▸ WHAT TO DO
Only what runs from the line with "For each instance of the wall" to the final line of the records below should be given again, word for word.

▸ DATA FOR THIS TASK
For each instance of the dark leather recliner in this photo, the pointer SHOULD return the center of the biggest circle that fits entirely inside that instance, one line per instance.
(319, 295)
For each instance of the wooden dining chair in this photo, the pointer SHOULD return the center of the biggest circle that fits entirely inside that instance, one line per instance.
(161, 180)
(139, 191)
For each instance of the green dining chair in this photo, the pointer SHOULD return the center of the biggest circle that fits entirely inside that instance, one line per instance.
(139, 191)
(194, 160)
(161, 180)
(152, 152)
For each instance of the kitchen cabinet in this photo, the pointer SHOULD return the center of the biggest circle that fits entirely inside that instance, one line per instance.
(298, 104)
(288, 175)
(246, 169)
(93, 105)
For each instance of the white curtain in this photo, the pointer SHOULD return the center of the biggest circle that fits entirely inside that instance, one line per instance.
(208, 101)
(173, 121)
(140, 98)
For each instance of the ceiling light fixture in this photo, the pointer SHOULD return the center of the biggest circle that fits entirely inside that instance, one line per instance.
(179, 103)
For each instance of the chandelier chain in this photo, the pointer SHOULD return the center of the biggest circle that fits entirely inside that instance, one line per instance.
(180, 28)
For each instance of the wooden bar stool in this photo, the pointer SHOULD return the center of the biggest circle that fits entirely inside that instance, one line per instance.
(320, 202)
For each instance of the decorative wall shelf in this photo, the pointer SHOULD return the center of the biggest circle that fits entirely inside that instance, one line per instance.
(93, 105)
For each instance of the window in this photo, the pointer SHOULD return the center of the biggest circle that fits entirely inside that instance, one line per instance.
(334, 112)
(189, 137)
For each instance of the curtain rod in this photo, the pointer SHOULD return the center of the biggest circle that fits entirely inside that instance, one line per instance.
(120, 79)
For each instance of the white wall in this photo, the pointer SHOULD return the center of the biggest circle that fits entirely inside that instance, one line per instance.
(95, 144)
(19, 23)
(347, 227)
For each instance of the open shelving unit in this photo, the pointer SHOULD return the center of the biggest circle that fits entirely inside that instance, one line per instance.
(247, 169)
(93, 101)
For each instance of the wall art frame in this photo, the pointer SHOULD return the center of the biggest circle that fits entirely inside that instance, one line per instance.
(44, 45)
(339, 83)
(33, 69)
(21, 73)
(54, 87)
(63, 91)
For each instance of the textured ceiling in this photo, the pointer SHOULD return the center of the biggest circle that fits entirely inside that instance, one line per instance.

▸ RESULT
For each instance of the wall art frame in this photo, the pointer SHOULD return the center of the biggest circle that fits entirely inside that instance, one line per instance.
(44, 45)
(339, 83)
(33, 69)
(21, 73)
(54, 87)
(63, 91)
For each instance of the textured ceiling in this photo, the pointer SHOULD return the center of the biggest circle that fits entirely inside that instance, one line per instance.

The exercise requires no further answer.